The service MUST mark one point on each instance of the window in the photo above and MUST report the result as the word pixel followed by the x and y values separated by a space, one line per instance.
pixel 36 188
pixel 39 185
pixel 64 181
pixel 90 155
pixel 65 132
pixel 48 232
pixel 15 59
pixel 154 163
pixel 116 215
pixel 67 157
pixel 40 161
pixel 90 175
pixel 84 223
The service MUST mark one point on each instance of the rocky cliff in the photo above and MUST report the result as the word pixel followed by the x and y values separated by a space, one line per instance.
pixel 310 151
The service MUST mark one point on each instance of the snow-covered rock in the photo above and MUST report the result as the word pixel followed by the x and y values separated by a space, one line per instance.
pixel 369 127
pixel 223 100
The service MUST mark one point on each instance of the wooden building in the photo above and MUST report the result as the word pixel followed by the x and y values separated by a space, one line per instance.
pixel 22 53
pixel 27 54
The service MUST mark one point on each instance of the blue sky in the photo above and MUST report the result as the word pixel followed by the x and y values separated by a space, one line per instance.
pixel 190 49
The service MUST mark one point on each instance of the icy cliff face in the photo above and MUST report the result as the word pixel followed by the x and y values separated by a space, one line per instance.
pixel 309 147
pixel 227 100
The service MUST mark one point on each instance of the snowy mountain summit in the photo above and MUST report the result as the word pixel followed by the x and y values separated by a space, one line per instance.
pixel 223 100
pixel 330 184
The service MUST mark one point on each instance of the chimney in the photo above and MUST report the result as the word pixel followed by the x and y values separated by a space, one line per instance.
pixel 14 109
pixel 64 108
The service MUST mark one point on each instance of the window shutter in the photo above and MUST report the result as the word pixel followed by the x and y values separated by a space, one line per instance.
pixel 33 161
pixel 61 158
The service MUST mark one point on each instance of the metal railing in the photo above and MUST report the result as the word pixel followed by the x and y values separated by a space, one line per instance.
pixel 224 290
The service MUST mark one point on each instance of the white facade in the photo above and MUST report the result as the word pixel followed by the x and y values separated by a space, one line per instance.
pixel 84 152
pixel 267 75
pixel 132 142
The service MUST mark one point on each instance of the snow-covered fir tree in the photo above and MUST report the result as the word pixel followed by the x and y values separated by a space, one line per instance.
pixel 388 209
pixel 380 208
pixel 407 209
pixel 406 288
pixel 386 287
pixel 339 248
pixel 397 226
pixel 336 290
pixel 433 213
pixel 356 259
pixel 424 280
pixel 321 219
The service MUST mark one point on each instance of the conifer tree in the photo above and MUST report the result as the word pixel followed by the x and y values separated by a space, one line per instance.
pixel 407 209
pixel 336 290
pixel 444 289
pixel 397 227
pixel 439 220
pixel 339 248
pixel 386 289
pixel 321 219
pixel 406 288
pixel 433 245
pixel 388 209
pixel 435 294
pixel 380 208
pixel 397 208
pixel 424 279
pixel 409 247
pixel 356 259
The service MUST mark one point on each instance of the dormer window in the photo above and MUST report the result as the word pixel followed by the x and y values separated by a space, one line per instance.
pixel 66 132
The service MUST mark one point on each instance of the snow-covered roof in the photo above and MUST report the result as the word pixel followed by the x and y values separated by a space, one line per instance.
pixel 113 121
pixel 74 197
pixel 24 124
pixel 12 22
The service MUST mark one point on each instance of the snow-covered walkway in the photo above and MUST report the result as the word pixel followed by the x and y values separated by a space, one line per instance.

Assignment:
Set down exactly, and only, the lines from the one containing "of the dormer" to the final line of the data.

Solution:
The service MUST mark one point on each instance of the dormer window in the photo above and MUST report the result as the word pixel followed by the x and y values separated by a space, one line per instance.
pixel 66 132
The service MUST mark one point on each instance of the snow-covered roof in the photo above and MUST report the result as the word pixel followed by the x and y values separated by a space, one line per instance.
pixel 113 121
pixel 74 197
pixel 24 124
pixel 12 22
The service MUST mark one point on each instance of the snow-covered walkway in the photo above and MUST report the result as the word pixel followed by the x and y values separated by a space, one line per instance.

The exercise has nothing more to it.